Text excerpt:
Koubek rebounds in time for 4th and final 4 Benched Blue Devil regains starting role

When Greg Koubek went home to Clifton Park, N.Y., over Christmas break this past December, he was a couple of days removed from the worst moment of his Duke basketball career and seemingly light-years removed from his best.

In a nationally televised victory at Oklahoma earlier that week, Koubek had not played a second. It was the first time since he had put on a Blue Devils uniform four years before that he hadn't taken off his warm-ups during a game.


His career, he thought, was over.

"Part of me didn't want to come back," Koubek recalled last week.


That part -- the insecure player who had been looking over his shoulder for most of the past two seasons -- merely wanted to finish out his classes in Durham, get his degree in sociology and leave the bittersweet memories behind.

But the competitive part of Koubek rejoined the team for its next game.

"I didn't even know that he was thinking about that, so obviously it was his decision," said Koubek's father, John, an engineer. "He always had confidence, and I don't think the coaches ever lost confidence in him."

Data lines:
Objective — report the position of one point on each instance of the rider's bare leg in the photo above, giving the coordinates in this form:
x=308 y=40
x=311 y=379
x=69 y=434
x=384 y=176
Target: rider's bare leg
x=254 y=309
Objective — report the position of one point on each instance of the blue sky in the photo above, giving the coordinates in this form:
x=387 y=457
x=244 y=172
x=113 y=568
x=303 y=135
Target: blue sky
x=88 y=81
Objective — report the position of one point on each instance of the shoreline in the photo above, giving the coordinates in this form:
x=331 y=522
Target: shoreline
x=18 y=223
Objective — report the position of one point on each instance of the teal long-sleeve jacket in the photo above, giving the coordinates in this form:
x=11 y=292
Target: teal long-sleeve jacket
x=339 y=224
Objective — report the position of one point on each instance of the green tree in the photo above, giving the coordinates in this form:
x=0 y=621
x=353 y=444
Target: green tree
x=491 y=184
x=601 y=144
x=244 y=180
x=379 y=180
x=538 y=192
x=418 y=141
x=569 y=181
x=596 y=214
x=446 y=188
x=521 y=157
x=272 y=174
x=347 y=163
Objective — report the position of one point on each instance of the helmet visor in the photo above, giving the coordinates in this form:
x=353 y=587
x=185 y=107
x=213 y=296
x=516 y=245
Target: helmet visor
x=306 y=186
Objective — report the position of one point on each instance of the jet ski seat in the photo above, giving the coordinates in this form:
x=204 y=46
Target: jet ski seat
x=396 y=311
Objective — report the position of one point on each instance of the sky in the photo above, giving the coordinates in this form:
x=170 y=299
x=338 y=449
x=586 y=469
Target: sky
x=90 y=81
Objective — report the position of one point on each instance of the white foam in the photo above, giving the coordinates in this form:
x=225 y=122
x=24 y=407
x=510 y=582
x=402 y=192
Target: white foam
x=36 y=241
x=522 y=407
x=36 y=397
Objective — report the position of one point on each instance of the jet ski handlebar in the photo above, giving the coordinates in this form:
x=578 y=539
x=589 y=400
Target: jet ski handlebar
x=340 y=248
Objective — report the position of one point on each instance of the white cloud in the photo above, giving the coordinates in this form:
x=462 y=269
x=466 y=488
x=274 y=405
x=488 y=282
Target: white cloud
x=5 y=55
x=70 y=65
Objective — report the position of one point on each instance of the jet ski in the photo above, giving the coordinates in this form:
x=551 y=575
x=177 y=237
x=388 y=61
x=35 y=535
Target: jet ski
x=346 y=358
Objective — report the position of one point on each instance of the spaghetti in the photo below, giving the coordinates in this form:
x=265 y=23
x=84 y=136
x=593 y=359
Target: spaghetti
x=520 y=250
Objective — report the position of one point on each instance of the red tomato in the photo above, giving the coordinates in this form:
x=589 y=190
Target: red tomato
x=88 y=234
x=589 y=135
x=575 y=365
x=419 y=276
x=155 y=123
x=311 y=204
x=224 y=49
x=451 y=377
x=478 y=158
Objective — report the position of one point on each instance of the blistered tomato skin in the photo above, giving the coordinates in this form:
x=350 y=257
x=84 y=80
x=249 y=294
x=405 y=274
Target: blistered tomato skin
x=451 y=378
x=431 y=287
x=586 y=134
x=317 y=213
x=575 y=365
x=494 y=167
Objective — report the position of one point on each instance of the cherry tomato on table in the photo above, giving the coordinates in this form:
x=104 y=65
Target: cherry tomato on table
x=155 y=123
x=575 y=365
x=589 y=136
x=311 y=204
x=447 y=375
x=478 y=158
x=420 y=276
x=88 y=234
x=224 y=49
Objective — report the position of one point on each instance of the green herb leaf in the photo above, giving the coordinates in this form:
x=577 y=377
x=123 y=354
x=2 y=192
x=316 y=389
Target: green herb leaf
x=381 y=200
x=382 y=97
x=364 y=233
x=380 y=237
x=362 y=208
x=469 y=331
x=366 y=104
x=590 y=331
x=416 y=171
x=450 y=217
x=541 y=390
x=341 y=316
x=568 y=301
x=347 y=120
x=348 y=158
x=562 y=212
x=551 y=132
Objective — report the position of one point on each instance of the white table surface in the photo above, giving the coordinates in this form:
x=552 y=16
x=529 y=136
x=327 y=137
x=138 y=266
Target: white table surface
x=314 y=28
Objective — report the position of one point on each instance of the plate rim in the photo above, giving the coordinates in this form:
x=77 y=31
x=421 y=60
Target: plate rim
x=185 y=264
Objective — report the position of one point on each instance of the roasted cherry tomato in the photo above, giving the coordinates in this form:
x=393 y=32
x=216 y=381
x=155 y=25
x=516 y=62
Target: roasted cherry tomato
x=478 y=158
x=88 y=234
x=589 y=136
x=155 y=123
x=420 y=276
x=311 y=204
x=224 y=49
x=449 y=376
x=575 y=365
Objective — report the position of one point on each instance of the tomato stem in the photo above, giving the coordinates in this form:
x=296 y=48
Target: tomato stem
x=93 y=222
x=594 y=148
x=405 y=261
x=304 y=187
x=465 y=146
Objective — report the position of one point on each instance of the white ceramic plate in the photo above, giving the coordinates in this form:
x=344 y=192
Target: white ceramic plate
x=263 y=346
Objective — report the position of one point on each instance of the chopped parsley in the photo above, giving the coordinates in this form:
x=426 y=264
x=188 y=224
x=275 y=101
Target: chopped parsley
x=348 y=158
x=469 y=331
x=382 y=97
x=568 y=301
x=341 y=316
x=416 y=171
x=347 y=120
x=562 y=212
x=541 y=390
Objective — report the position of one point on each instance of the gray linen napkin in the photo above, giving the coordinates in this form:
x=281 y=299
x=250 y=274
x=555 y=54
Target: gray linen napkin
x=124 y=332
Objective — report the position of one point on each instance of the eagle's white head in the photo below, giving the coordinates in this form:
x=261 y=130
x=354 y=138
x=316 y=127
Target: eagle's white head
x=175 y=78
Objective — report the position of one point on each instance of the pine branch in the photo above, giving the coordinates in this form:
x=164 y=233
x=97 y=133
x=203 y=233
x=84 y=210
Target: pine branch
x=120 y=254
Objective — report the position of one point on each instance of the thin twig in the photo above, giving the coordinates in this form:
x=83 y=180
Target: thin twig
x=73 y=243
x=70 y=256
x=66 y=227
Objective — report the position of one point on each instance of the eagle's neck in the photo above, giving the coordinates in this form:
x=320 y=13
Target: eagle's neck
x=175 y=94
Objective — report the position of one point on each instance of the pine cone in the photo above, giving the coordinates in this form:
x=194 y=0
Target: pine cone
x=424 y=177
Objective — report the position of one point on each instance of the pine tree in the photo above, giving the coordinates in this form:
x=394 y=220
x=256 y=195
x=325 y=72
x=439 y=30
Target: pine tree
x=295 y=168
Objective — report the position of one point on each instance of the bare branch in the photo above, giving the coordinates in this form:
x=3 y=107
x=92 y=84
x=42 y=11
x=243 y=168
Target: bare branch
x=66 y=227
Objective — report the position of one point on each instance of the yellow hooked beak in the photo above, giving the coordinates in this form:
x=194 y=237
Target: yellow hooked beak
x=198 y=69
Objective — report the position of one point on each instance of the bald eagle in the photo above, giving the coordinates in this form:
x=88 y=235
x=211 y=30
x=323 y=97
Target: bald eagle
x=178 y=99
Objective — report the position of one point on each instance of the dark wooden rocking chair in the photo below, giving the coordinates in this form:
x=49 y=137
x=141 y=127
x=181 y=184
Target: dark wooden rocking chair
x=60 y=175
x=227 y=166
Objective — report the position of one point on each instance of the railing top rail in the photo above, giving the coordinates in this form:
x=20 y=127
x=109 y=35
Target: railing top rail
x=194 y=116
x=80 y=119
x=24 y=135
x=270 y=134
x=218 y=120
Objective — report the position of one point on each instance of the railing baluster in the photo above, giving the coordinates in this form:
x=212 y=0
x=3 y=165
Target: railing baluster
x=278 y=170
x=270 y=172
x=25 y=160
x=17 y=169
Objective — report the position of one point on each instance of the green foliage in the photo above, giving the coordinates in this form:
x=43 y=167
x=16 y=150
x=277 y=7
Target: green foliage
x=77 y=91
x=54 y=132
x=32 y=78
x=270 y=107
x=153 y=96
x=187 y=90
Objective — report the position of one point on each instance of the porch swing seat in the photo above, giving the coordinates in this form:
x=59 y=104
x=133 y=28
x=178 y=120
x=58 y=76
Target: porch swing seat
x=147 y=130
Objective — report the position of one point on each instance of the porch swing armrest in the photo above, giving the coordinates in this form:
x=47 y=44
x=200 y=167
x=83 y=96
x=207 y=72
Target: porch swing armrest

Challenge A:
Answer these about the article on Greg Koubek, one line each:
(i) What town did Koubek go home to over Christmas break?
(ii) In what subject was he working toward a degree?
(iii) What is the occupation of Koubek's father?
Challenge B: Please reproduce, word for word, the records from the line with "instance of the sky" up to and including the line with "x=340 y=248".

Solution A:
(i) Clifton Park, N.Y.
(ii) Sociology
(iii) Engineer

Solution B:
Objective — report the position of one point on each instance of the sky in the photo above, giving the coordinates in this form:
x=170 y=299
x=338 y=449
x=586 y=469
Target: sky
x=90 y=81
Objective — report the position of one point on each instance of the white foam in the photo above, giving the coordinates in this form:
x=225 y=122
x=24 y=407
x=510 y=582
x=402 y=192
Target: white foam
x=36 y=241
x=522 y=407
x=36 y=397
Objective — report the position of one point on each instance of the jet ski handlebar in the photo above, giving the coordinates in this form:
x=578 y=539
x=589 y=400
Target: jet ski handlebar
x=340 y=248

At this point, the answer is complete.